*** PAGE TEXT Section Begins ***
COLUMBIA, S.C. — Jim Childers and Dale Brown first met at a coaching clinic, where they talked about how bad a won-loss record can get.
It was an innocent enough meeting between a high school coach and one from a college until each found out the other had just the thing he was looking for.
Months later, their relationship has become the latest soap opera of the sport. Childers has been promised a college assistant's job, and Brown has gotten an inside to one of the best and biggest high school prospects.
This looks like the year's eyebrow-raiser in college recruiting. Indeed, the NCAA already has been called in. Childers has become a marked man in his hometown and at his alma mater, South Carolina. Brown, the coach at Louisiana State, has had his smudged image further stained, if only on presumptive evidence.
The literal center of the story is 6-foot-11 Stanley Roberts, who on Sept. 29 said he would choose LSU over Georgia Tech and South Carolina, the latter less than 10 miles from Lower Richlands High School where Childers is going for a third state title and second with Roberts.
Roberts made his announcement even though he had not officially visited any of the schools. He also asked, at least initially, that be allowed to follow through on his visits despite already making his pick.
*** PAGE TEXT Section Ends ***
§ **WORK TASK 1**
In the recruiting article, where did Jim Childers and Dale Brown first meet?
§ **WORK TASK 2**
Please list every school named in the recruiting article, high schools and colleges alike.
§ **WORK TASK 3**
Resume the recruiting article after its last sentence and carry the story forward.
*** MATERIAL SHOWN Section Begins ***
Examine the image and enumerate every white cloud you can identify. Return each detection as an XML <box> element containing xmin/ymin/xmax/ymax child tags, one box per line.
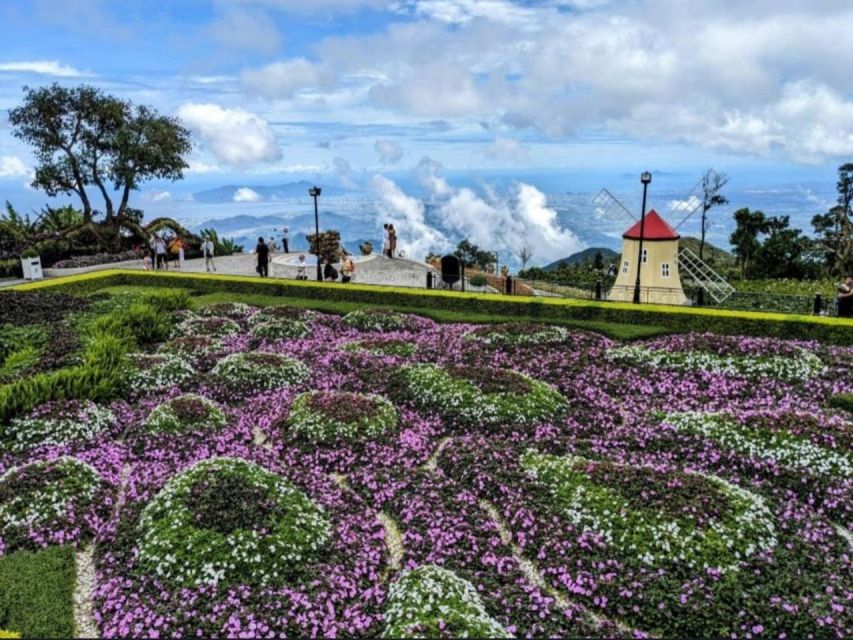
<box><xmin>0</xmin><ymin>156</ymin><xmax>32</xmax><ymax>178</ymax></box>
<box><xmin>0</xmin><ymin>60</ymin><xmax>91</xmax><ymax>78</ymax></box>
<box><xmin>240</xmin><ymin>58</ymin><xmax>333</xmax><ymax>99</ymax></box>
<box><xmin>373</xmin><ymin>140</ymin><xmax>403</xmax><ymax>164</ymax></box>
<box><xmin>370</xmin><ymin>175</ymin><xmax>451</xmax><ymax>260</ymax></box>
<box><xmin>233</xmin><ymin>187</ymin><xmax>263</xmax><ymax>202</ymax></box>
<box><xmin>178</xmin><ymin>103</ymin><xmax>281</xmax><ymax>167</ymax></box>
*** MATERIAL SHOWN Section Ends ***
§ **ANSWER SECTION 1**
At a coaching clinic.

§ **ANSWER SECTION 2**
Lower Richlands High School, South Carolina, Louisiana State (LSU), Georgia Tech

§ **ANSWER SECTION 3**
As futile as it may seem, South Carolina and Georgia Tech may agree because of Roberts' mother, whose signature would also be required on a letter of intent. She works as a custodian at South Carolina and would like her son to remain closer to home.
South Carolina was in the lead to recruit Roberts until one day last spring in Myrtle Beach, when Brown told a clinic audience that he once had a team that finished 1-20.
"Then he asked if anybody ever had a worse record," Childers recalled. "I reluctantly raised my hand. I once had a girls team that was 1-22. He said 'You're destined for greatness."'
A throwaway comment, no doubt, but the start of a beneficial relationship.
"At the time we met, Dale Brown didn't know I had a player," Childers said. "I had heard him talk, saw his teams play and saw interviews with him on TV. I thought I would like for Stanley to have a chance to see this kind of coaching style. You could tell just by listening to (Brown) that he has a lot more going for him than basketball. He cares about the person more than just their ability to put it through a hoop. I wanted Stanley to be introduced to that kind of style."
Childers' introduction led to a conversion; he now speaks with a profound reverence for Brown.
The case is nothing new in recruiting, however. High school coaches and their star players often have "chosen" the same college. It happens virtually every year. LSU's Brown on four previous occasions in the past 12 years hired the high school coach of a player he was recruiting. He got the player each time.
Kansas Coach Larry Brown gave the practice a new twist in 1983 when he hired Danny Manning's father Ed, then a truck driver in Greensboro, N.C.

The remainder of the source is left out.